WHAT IS EXPECTED — Pictures do not belong in the copy, so please give every entry below again exactly.
******************************
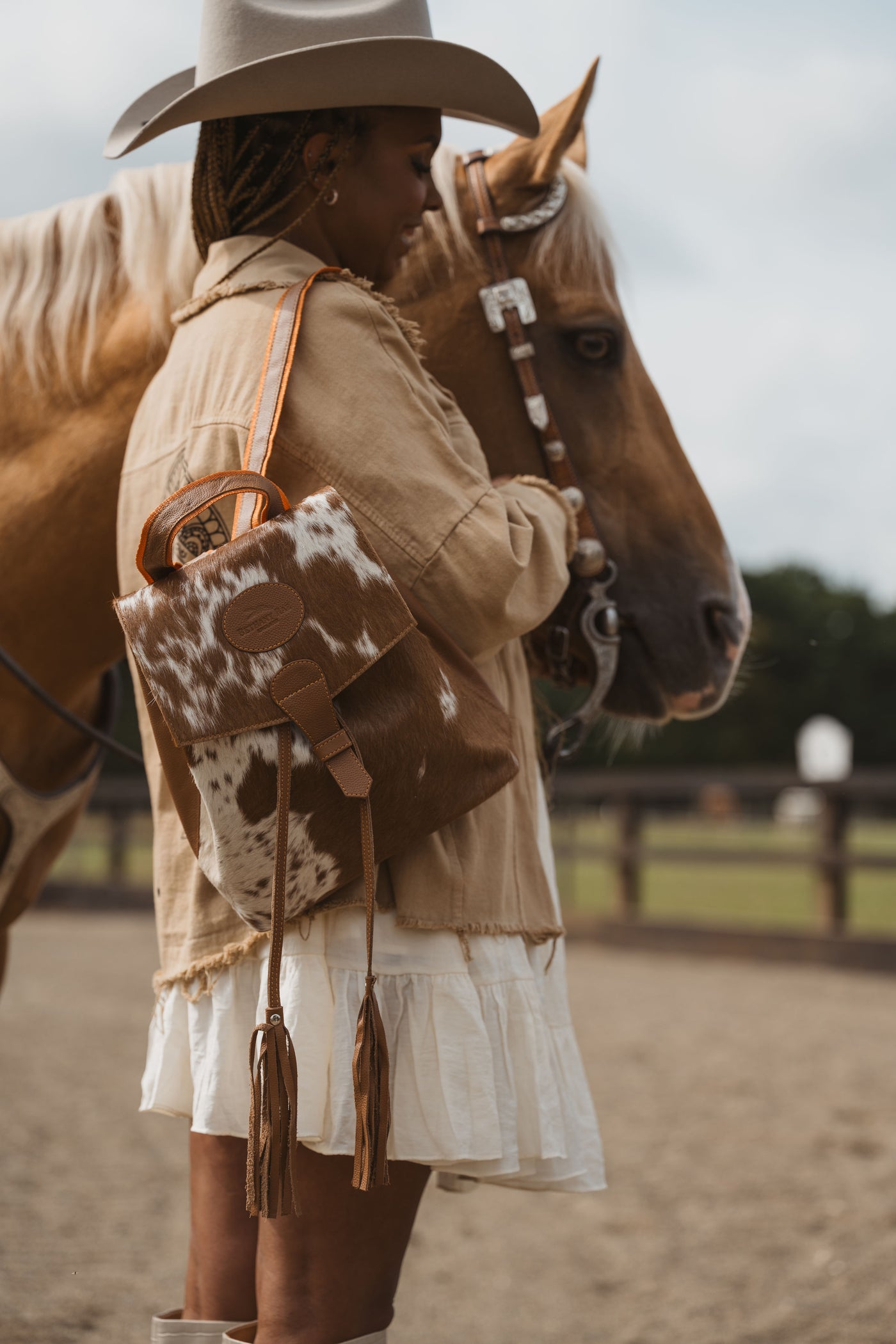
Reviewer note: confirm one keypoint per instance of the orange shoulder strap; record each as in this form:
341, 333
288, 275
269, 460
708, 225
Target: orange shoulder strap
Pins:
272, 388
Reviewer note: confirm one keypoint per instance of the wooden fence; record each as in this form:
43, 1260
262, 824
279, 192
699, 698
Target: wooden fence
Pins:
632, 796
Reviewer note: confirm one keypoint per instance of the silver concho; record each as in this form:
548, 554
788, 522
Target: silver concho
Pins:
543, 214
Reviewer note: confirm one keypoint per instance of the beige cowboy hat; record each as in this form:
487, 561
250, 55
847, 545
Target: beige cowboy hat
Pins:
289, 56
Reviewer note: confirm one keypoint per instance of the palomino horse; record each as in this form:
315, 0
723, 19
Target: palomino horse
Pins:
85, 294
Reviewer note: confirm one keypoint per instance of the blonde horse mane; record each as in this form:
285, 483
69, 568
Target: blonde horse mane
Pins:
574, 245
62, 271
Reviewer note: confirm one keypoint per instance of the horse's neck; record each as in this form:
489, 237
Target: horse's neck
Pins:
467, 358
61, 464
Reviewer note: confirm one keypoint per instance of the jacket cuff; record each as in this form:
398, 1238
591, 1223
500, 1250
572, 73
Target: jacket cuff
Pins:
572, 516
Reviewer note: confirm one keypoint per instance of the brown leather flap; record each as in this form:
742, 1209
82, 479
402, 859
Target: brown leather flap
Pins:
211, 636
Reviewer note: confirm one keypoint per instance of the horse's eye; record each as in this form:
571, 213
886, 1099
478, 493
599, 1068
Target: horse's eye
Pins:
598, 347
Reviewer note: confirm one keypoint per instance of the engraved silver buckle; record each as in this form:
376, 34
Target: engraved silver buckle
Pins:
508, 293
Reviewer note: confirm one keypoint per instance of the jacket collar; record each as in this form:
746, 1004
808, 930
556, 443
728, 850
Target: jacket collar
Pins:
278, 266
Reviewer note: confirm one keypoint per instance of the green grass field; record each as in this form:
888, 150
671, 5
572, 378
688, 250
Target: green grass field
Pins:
******************************
ANSWER SECTION —
Reviewer note: confirm one keypoint per instance of the orange shoulder strap; record each as in this form:
341, 333
288, 275
269, 460
708, 225
Target: orange shoulder strap
Pins:
272, 388
Reviewer note: confirm one keypoint per instance of the wooden fence; record each as in this form:
43, 1260
262, 824
279, 192
699, 698
Target: wooden fence
Pins:
632, 796
Reviewer note: confirm one keypoint per instance of the silver concho; record each as in this form:
548, 554
788, 522
Target: silver concho
Pins:
543, 214
Reviewer note: confirm one keypoint per instance of the beige cowboy hat; record each as in this form:
487, 561
250, 55
847, 545
Target: beige cowboy hat
Pins:
289, 56
Reviewer note: confirm one keypoint per instance of the palomino horse; record each as in this form:
315, 0
723, 19
Target: palomino horse
Pins:
85, 294
Reviewer note: confirm one keypoint per instance of the blonde horse mane; record each as in this form:
285, 483
69, 568
Target: blonde horse mane
Pins:
574, 245
62, 271
Reviewer note: confirm one keypoint per instance of the horse's neck; record each as in this form:
489, 237
Target: horse's neck
Pins:
467, 358
61, 464
Reviewer note: confirm one keypoint per instance of the jacket cuff; record each as in this form:
398, 1238
591, 1223
500, 1250
572, 73
Target: jacket cuff
Pins:
572, 516
Reviewer note: confirm one keypoint per instance of the brown leather flap; record each as in this form:
742, 1209
82, 479
402, 859
Target: brown leather flap
Pins:
211, 636
Reviewer note: confirm one keypoint per instance of the horse's eye; record each as in this form:
571, 213
886, 1099
478, 493
599, 1068
Target: horse's eye
Pins:
598, 347
Reviewer note: confirm one keypoint per instance of the engraved silver buckle; record each as in this form:
376, 34
Target: engraved silver buckle
Pins:
508, 293
Reviewer note: confirm one keypoint per instance of the jacket collar; record each as in this form:
746, 1004
808, 930
556, 443
728, 850
Target: jacket collar
Pins:
278, 266
Reviewer note: confirm one keypoint per instance of the green grass field; record each as in this form:
888, 150
671, 5
572, 378
688, 250
Target: green grass field
Pins:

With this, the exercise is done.